WORK INSTRUCTION:
Repeat the entries exactly. Leave nothing out.

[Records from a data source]
/---
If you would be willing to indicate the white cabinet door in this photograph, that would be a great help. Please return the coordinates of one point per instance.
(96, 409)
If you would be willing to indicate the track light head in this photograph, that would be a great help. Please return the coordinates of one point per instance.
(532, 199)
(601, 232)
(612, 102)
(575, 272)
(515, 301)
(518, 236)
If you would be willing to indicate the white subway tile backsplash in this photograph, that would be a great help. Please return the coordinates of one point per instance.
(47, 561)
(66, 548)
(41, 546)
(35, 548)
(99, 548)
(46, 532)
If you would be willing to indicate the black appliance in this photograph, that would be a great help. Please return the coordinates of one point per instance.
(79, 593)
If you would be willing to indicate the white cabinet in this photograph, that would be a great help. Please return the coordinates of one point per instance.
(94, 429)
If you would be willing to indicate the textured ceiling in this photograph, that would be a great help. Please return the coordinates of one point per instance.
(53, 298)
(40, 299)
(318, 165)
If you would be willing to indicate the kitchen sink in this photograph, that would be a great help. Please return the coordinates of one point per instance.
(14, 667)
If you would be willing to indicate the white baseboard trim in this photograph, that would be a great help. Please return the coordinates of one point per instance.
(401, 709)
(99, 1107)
\---
ANSWER:
If you would be willing to indicate the white cabinet door in this photograph, that would be a great help. Please return the coordinates of one point per instance.
(96, 409)
If you would be willing to indicate the track light head in this photograph, that would be a great help. Please return the coordinates of one point per instance.
(532, 199)
(601, 232)
(612, 102)
(575, 272)
(515, 301)
(518, 236)
If you would be willing to indicate the white subway tile backsplash in this photograph, that would be a great help. Please return the coordinates of one point per instance.
(47, 561)
(66, 548)
(41, 546)
(35, 548)
(99, 548)
(46, 532)
If you would be willing to indicate the black appliance in this photograph, that would be a great help. Please return the coordinates of one point per instance.
(79, 593)
If you would be willing to indicate the white cabinet in this photograph, that would be a great help. Please return the coordinates of one point per instance.
(94, 429)
If you would be willing to indicate the textured ceiling in this photograph, that would be a great help. Please return the coordinates of one point per instance.
(53, 298)
(40, 299)
(318, 165)
If you would be willing to indicate the kitchen sink in this photograph, that would be a great help. Please return the coordinates of one point per instance.
(14, 667)
If you would be willing to indicate the white baseboard trim in this photograph, that would be a great help. Please return the coordinates of one point per instance.
(401, 709)
(99, 1107)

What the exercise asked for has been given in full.